## PROBLEM DESCRIPTION
Each line below must be set down exactly; omit any image you find.
::: ENTRIES SHOWN
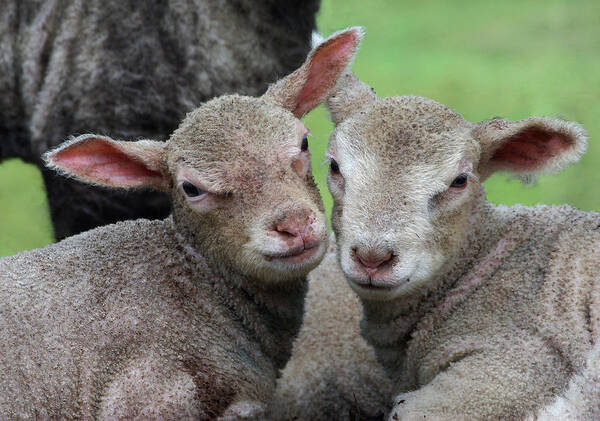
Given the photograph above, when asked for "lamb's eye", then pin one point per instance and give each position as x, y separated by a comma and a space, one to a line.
190, 190
334, 167
304, 146
460, 182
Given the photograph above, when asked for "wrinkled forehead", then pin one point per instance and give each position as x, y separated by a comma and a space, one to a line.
235, 136
403, 133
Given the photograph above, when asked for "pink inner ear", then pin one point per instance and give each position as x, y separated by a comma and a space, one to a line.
530, 149
102, 162
326, 65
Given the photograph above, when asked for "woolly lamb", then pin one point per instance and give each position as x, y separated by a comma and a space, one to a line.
333, 373
476, 311
191, 316
131, 69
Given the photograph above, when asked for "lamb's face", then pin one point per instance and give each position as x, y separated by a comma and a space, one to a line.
243, 190
403, 176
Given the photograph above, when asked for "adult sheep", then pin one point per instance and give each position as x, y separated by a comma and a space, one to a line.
130, 69
193, 316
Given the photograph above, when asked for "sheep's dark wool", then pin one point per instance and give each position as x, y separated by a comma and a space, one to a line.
131, 70
192, 316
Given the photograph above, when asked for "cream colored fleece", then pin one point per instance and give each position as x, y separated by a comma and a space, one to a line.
333, 373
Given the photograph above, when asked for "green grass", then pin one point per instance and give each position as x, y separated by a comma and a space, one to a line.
484, 59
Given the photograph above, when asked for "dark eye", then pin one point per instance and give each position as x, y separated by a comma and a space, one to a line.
460, 181
190, 190
334, 167
304, 146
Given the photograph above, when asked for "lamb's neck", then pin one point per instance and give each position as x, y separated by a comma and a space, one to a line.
271, 313
392, 323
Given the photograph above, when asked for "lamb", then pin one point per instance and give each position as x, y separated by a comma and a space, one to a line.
333, 373
475, 311
187, 317
130, 69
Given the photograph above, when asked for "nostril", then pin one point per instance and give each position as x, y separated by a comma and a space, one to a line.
372, 260
287, 231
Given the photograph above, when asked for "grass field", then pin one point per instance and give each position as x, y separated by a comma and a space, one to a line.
484, 59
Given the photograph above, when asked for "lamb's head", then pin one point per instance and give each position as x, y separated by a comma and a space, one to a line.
406, 174
238, 170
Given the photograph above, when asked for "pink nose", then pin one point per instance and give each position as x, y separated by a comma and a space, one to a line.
298, 229
372, 260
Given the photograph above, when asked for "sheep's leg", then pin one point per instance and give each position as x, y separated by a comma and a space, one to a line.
152, 388
244, 410
492, 384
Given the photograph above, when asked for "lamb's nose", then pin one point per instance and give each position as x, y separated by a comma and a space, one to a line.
372, 260
298, 229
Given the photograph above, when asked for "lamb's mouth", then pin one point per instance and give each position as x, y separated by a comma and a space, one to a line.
374, 289
293, 256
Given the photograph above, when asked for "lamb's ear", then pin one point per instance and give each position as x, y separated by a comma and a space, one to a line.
349, 96
528, 147
311, 83
106, 162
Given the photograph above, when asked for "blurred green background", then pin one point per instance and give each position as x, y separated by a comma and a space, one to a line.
484, 59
::::::
## ANSWER TO THIS PROBLEM
Given the photograph above, when asked for "lamb's eye", then pin one point per instance and give each position as x, y separated by a comma and a space, one to a line.
190, 190
334, 167
304, 146
460, 182
Given the photograph above, when asked for "wrinkled forehead", then pin one point per instance and give each position as x, y separated by a comma and a space, one to a line.
235, 136
403, 133
Given the photograph above, when asked for "pink inner ear", then pin one point per instance and give each position as x, y separated by a comma and a space, one to a line.
530, 149
102, 162
326, 65
Given the photograph above, when asked for "woolly lamb", then pin one point per instance and give each position as x, y separated by a comma and a space, one to a line.
333, 373
476, 311
191, 316
131, 69
Given the photograph above, when asked for "lamb's face", then pin one point per instance and give each position as x, y separated by a comma and a space, one to a line.
243, 190
403, 176
Given the photograph above, when asked for "adult sheep", then pin one point per instance and give each position as x, y separated by a comma and a space, one to a line.
130, 69
193, 316
Given the photograph above, when asked for "sheep's dark wool", then pin one point per instance and give each position as x, y separated by a comma and a space, one to a line.
131, 70
192, 316
Given the photograph above, when asked for "cream colored fleece", then pin one point per instance and give each position as x, y separated by a comma and a space, one to a line.
333, 373
Given the photograph above, when asked for "green grass", then pin one point per instance and give each position as x, y separated by a comma and a space, one to a line.
484, 59
Given the photograph above, when asked for "dark eye", then pin one point per instance and give each position as x, y separated by a comma and a space, one to a line.
460, 181
190, 190
334, 167
304, 146
Given the photograph above, when asked for "lamb's neck", then pin one point per instance and give each position as x, y separated by a comma and a space, one to a line.
271, 313
392, 323
Given the photograph above, when asked for "lamb", then pin one point per instance and give each position as x, y separated by a comma and a space, one to a line.
333, 373
475, 311
187, 317
130, 69
Given the photograph above, when asked for "nostril", then pin one point per instance and give each position as x, y separated by a comma and a space, one to a line.
372, 260
287, 231
Given the photograph above, when asked for "grass field", then pin one point per instance and give each position as x, y separated by a comma and a space, one to a line.
484, 59
Given the photograph above, when asked for "lamb's head", then pin one point per instance and give each position as x, y separated by a comma and a space, one to a line.
406, 174
238, 170
Given the photograph above, when asked for "pink nose", then pin one point per instance and give each position as x, y separated by a comma and a space, one to a line.
298, 229
372, 260
Given the photograph above, when asked for "sheep's leg", then pin one point per instance and give each position as x, y separated by a comma and a space, one to a line.
152, 388
244, 410
492, 384
Given the photograph above, when asked for "lamb's nose", then pin one point per instance and give each position as x, y separated by a comma and a space, one to a line.
372, 260
298, 229
Given the photograph above, when asked for "lamb's mouth", then pin one point per instance and give each position as x, y separated by a comma and a space, one to a line.
374, 289
293, 256
Given the photograph above, when asked for "lamb's ear", then pin one point per instance and give each position as x, y separated by a comma and a space, one to a line.
349, 96
528, 147
311, 83
106, 162
Given the photograph above, when asked for "blurred green background", then pin one point per instance and give each position as x, y separated by a comma and a space, one to a line.
484, 59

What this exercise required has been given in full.